-------- Lesetext --------

LESERINNENBRIEFE :
Hödchen gerecht geteilt
■ betr.: „Zarter Biss, nussiger Geschmack“, taz vom 3. 8. 13
Sie haben recht, die deutschen Köche haben keine Eier! Aus vielerlei Gründen werden die meisten Tiere kastriert. So können in frei laufenden Fleischrinderherden die männlichen und weiblichen Tiere zusammenbleiben. Bei den Schweinen, auch im Geruch des Spermas dem Menschen am Ähnlichsten und vielleicht auch deswegen eher weniger in den Küchen verankert, wäre das Thema sehr ergiebig. Leider versaut uns das Problem der verrufenen Ebermast den goldenen Schnitt. Kälber kommen nicht auf die Karte, sie sind aufgrund der schlechten Fleisch/Skelett-Relation ökologisch nicht vertretbar. So bleiben in der Tat nur noch die feinen Lammhoden.

--------

> **Aufgabe a**
Schreibe aus dem Leserbrief alle Wörter heraus, die eine Nutztierart bezeichnen oder als Wortbestandteil enthalten, jedes in der Form, in der es im Text steht.

-------- Die Eingabe --------

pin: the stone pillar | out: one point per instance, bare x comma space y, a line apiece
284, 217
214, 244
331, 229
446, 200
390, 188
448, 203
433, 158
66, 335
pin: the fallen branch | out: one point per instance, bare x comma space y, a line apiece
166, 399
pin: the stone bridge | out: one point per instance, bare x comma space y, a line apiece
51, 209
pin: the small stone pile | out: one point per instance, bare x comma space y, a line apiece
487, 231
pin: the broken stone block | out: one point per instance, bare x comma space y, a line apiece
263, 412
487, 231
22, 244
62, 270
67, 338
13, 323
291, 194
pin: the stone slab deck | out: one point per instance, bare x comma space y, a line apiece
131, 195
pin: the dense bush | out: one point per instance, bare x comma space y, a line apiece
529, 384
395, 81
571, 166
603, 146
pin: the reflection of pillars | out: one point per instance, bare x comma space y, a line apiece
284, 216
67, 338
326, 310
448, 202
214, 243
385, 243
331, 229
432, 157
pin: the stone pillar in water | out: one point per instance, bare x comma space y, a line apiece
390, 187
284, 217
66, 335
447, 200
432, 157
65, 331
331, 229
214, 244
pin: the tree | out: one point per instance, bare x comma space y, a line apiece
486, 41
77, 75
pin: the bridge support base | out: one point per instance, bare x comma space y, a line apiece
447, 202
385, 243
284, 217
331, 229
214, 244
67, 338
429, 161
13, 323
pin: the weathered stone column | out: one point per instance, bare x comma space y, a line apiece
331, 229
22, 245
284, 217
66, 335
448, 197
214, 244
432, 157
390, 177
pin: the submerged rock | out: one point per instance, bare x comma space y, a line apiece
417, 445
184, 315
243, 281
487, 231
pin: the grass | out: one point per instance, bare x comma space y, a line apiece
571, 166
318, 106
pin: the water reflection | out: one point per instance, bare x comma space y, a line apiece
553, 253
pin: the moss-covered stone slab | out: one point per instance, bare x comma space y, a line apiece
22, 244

--------

> **Aufgabe b**
Gib aus dem Listing die Zeilen unverändert wieder, beginnend mit der Zeile, die „pin: the water“ enthält, und endend mit der letzten Zeile des Listings.

> **Lösung a**
Fleischrinderherden
Schweinen
Ebermast
Kälber
Lammhoden

> **Lösung b**
pin: the water reflection | out: one point per instance, bare x comma space y, a line apiece
553, 253
pin: the moss-covered stone slab | out: one point per instance, bare x comma space y, a line apiece
22, 244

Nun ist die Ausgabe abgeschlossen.